# Task:
Retype the data from the line containing "Batch job spec — class: ocean." through the line containing "0, 69, 306, 219", changing nothing.

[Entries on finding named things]

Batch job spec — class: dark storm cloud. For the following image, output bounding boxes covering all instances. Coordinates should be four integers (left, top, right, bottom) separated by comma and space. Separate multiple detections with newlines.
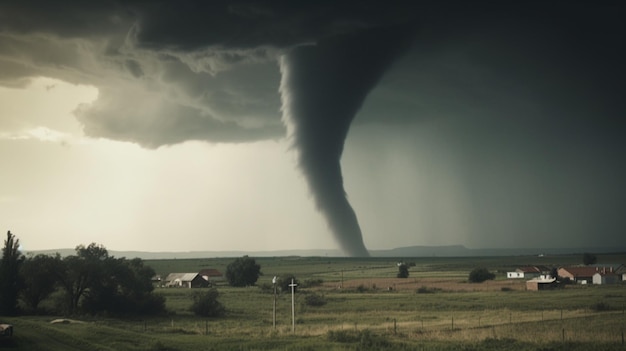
0, 1, 626, 254
0, 0, 414, 147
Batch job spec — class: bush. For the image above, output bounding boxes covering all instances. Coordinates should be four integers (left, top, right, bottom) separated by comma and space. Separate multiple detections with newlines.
304, 293, 326, 307
191, 289, 226, 317
397, 263, 409, 278
416, 286, 435, 294
468, 267, 496, 283
302, 279, 324, 288
226, 256, 261, 286
355, 284, 368, 293
591, 302, 611, 312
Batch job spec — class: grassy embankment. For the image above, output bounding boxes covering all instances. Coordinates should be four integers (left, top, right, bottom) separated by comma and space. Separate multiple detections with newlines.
0, 256, 626, 350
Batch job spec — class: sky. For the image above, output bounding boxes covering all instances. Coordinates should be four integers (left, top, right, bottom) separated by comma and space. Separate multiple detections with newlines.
0, 0, 626, 256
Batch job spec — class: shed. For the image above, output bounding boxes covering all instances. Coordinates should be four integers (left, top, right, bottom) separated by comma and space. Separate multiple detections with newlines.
526, 277, 557, 291
166, 273, 208, 288
198, 268, 224, 282
592, 272, 622, 285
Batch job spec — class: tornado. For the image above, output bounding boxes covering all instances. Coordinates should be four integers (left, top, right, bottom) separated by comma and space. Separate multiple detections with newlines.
279, 26, 413, 257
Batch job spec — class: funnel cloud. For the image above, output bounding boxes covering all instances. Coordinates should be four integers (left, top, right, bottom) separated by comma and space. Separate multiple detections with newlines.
280, 27, 412, 256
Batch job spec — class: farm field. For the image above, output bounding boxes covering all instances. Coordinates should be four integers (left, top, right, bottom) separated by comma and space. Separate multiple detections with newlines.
0, 254, 626, 350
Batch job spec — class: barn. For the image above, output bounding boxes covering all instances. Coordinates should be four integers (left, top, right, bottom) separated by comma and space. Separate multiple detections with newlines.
165, 273, 208, 288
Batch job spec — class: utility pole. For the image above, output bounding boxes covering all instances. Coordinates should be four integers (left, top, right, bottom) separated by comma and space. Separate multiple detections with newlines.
272, 276, 276, 330
289, 278, 298, 333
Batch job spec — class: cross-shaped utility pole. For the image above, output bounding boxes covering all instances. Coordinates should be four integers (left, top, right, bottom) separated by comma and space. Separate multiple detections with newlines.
289, 278, 298, 333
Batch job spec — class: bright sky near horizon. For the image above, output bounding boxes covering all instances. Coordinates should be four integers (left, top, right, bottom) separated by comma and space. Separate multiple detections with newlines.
0, 0, 626, 251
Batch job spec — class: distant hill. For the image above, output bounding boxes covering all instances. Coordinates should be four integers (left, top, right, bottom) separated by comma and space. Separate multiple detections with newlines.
25, 245, 626, 260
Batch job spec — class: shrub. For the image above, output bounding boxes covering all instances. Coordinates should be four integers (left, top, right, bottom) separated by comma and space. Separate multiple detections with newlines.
591, 302, 611, 312
226, 256, 261, 286
191, 289, 226, 317
416, 286, 435, 294
356, 284, 368, 293
397, 263, 409, 278
468, 267, 496, 283
301, 279, 324, 288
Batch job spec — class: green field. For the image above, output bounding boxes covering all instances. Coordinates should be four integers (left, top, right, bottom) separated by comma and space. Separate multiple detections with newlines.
0, 255, 626, 350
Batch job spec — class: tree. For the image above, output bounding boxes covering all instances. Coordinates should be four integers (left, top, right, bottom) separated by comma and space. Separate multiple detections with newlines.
469, 267, 496, 283
583, 252, 598, 266
397, 263, 409, 278
226, 256, 261, 286
20, 254, 61, 311
191, 289, 226, 317
56, 243, 109, 314
57, 243, 165, 315
0, 231, 24, 315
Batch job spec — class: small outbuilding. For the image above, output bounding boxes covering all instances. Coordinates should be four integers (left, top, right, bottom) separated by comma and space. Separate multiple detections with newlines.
165, 273, 209, 288
592, 272, 622, 285
526, 277, 558, 291
198, 268, 224, 282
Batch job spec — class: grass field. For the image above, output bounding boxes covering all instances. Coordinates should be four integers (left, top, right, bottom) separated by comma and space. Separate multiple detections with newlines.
0, 255, 626, 350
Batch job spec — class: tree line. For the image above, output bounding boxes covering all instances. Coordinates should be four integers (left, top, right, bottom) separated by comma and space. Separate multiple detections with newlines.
0, 231, 165, 315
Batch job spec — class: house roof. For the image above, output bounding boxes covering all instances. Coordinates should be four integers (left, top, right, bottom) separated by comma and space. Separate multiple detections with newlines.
515, 266, 541, 273
165, 273, 198, 282
527, 278, 556, 284
198, 268, 223, 277
561, 266, 598, 277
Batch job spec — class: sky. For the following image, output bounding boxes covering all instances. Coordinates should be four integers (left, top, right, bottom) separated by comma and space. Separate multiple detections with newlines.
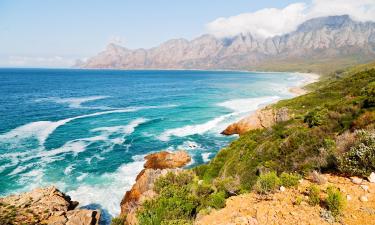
0, 0, 375, 67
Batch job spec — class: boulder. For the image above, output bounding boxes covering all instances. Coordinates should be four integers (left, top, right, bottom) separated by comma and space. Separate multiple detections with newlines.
367, 172, 375, 183
144, 150, 191, 169
350, 177, 362, 184
120, 151, 191, 225
0, 187, 100, 225
221, 107, 290, 135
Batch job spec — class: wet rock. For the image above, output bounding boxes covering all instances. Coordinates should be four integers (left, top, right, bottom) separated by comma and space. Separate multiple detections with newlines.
360, 184, 369, 191
221, 107, 290, 135
367, 172, 375, 183
350, 177, 363, 184
120, 151, 191, 225
359, 195, 368, 202
0, 187, 100, 225
144, 151, 191, 169
310, 170, 328, 184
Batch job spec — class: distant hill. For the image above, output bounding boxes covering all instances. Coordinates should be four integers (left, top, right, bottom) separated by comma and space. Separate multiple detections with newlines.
76, 15, 375, 71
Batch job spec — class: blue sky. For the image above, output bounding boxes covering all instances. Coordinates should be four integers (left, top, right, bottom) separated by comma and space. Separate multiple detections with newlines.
0, 0, 374, 66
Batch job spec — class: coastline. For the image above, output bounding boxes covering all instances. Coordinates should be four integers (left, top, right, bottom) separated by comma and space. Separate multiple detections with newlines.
288, 72, 321, 97
221, 73, 320, 136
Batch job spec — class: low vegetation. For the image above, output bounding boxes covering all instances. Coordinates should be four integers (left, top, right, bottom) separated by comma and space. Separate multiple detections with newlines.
326, 187, 346, 217
138, 63, 375, 224
308, 184, 320, 206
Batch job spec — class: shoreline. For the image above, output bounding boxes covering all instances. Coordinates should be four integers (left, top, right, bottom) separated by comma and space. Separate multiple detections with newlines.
221, 73, 320, 136
288, 72, 321, 97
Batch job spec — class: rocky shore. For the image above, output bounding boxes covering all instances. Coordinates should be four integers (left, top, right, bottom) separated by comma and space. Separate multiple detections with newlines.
221, 73, 319, 135
221, 107, 290, 135
0, 187, 100, 225
120, 151, 191, 225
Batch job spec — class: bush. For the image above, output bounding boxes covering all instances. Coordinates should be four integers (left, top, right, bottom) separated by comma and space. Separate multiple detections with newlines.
209, 191, 226, 209
304, 111, 324, 127
213, 177, 240, 195
339, 130, 375, 176
280, 173, 301, 187
137, 171, 199, 225
294, 196, 303, 205
111, 217, 125, 225
255, 172, 280, 194
362, 82, 375, 108
308, 184, 320, 206
326, 187, 346, 217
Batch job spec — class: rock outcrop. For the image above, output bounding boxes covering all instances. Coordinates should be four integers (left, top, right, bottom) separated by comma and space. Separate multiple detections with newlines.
76, 15, 375, 69
120, 151, 191, 225
194, 174, 375, 225
221, 107, 290, 135
0, 187, 100, 225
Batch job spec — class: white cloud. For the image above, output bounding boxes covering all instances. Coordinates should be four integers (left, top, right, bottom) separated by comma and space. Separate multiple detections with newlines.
0, 56, 75, 67
108, 35, 125, 45
206, 0, 375, 38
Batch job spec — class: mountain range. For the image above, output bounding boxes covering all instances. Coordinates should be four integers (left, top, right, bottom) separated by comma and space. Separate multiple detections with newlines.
75, 15, 375, 70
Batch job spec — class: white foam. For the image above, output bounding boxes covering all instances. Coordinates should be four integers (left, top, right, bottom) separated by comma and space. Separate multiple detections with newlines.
157, 96, 280, 141
77, 173, 88, 181
64, 165, 73, 175
67, 161, 144, 216
0, 106, 154, 146
36, 95, 109, 109
157, 114, 231, 141
1, 118, 148, 175
202, 152, 211, 162
218, 96, 280, 113
177, 141, 202, 150
91, 118, 148, 134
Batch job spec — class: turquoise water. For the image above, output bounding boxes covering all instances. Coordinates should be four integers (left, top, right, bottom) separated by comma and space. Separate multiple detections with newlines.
0, 69, 306, 221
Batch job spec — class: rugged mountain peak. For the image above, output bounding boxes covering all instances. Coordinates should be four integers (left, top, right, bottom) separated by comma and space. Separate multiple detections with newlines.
297, 15, 354, 32
77, 15, 375, 69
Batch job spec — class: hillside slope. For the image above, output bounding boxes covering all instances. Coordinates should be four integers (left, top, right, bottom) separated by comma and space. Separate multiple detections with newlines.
119, 64, 375, 224
76, 15, 375, 72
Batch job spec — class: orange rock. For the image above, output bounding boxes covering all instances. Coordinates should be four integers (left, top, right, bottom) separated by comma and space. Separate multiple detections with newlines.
120, 151, 191, 225
144, 151, 191, 169
221, 107, 289, 135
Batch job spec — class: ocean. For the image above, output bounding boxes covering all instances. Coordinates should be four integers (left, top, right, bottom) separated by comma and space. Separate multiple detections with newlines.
0, 69, 306, 219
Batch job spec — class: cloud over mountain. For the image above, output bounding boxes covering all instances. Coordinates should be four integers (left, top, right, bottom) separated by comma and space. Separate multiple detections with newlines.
206, 0, 375, 38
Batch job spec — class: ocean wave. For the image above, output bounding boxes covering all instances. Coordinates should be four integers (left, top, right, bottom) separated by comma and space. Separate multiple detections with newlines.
91, 118, 148, 134
157, 114, 232, 141
67, 161, 144, 217
157, 96, 280, 141
0, 118, 148, 175
217, 96, 280, 113
35, 95, 110, 109
202, 152, 211, 163
0, 105, 172, 146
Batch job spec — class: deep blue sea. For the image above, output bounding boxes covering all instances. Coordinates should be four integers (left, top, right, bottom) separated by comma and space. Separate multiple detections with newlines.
0, 69, 306, 221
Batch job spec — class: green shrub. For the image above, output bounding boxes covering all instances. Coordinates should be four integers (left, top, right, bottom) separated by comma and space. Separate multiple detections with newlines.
304, 110, 324, 127
339, 130, 375, 176
362, 82, 375, 108
111, 217, 125, 225
137, 171, 199, 225
308, 184, 320, 206
209, 191, 226, 209
213, 176, 240, 195
294, 196, 303, 205
255, 172, 280, 194
326, 186, 346, 217
280, 172, 301, 187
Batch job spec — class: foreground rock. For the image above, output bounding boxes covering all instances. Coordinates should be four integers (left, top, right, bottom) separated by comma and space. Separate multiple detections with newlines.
0, 187, 100, 225
194, 174, 375, 225
221, 107, 290, 135
120, 151, 191, 225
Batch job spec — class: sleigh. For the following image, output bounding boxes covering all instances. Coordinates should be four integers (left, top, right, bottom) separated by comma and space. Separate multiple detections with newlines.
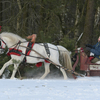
73, 50, 100, 76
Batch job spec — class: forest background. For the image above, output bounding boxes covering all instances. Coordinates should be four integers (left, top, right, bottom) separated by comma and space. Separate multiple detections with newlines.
0, 0, 100, 77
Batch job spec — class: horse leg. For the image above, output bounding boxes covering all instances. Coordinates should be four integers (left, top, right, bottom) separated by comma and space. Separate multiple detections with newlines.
60, 68, 68, 80
0, 59, 13, 76
40, 63, 50, 79
10, 64, 19, 79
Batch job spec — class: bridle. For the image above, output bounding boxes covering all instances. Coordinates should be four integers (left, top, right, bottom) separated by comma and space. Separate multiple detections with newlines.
0, 38, 6, 50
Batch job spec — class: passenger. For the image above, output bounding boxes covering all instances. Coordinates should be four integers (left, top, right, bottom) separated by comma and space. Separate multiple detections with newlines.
27, 34, 37, 43
85, 36, 100, 63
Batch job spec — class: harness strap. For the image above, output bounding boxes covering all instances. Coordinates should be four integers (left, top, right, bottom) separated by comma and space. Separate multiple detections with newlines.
43, 43, 50, 57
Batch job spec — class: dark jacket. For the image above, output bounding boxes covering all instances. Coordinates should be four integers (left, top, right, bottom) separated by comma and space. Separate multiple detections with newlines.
90, 42, 100, 59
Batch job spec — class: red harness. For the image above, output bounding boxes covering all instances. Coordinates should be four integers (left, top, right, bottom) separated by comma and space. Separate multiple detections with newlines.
7, 48, 22, 56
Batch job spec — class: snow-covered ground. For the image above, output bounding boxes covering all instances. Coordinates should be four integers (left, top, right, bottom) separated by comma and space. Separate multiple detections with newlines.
0, 77, 100, 100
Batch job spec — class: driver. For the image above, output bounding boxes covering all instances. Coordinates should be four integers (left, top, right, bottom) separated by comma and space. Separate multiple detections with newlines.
27, 34, 37, 43
85, 36, 100, 63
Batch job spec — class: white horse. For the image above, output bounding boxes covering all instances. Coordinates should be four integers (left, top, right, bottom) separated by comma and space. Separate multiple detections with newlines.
0, 32, 72, 79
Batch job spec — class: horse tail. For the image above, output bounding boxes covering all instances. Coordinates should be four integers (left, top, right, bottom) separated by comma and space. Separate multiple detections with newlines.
57, 46, 72, 70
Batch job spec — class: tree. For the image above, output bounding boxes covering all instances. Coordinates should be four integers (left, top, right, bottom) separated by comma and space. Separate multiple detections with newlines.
81, 0, 95, 47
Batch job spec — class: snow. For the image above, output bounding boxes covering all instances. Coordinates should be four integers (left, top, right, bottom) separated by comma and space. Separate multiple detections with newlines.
0, 77, 100, 100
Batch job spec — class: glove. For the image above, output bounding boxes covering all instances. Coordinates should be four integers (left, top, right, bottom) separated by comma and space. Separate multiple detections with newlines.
85, 47, 91, 51
85, 44, 93, 48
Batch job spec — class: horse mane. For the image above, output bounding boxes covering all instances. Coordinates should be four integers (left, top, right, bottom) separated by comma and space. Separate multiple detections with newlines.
0, 32, 26, 43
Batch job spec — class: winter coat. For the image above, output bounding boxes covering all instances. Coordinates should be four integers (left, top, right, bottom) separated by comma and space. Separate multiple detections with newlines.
90, 42, 100, 59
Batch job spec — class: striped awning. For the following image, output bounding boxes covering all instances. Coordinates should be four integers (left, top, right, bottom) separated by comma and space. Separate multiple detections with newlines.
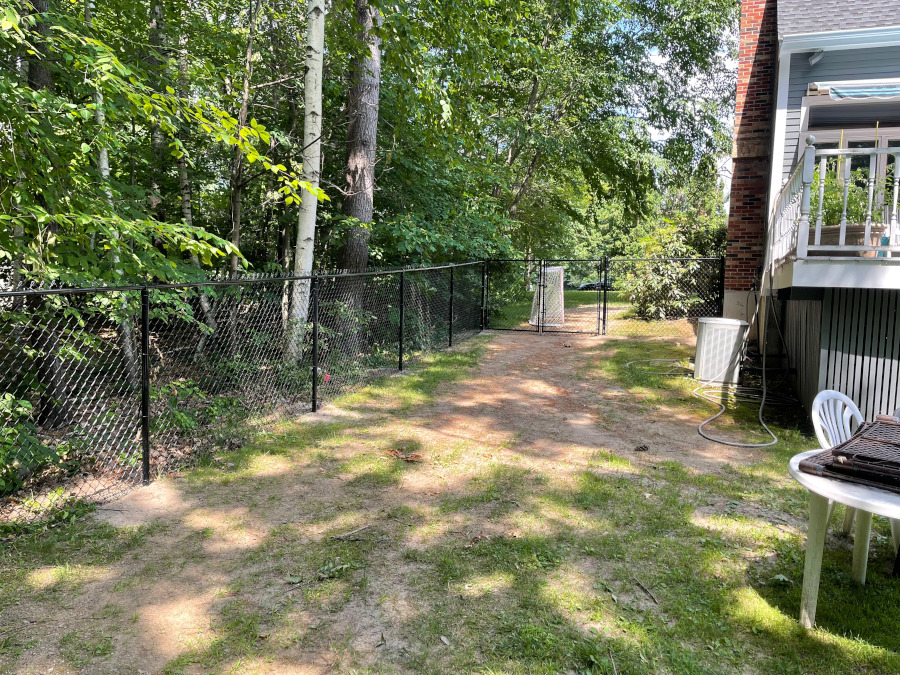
806, 78, 900, 101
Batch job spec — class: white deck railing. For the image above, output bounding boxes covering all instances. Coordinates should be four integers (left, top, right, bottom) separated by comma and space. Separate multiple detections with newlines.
768, 137, 900, 267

# Task solution:
Batch job spec — class: ocean. For the image above, output bounding boxes covering all instances. Coordinates should be four integers (left, top, right, bottom) separated by comma and space. Separate multiple detections with newlines.
0, 69, 306, 219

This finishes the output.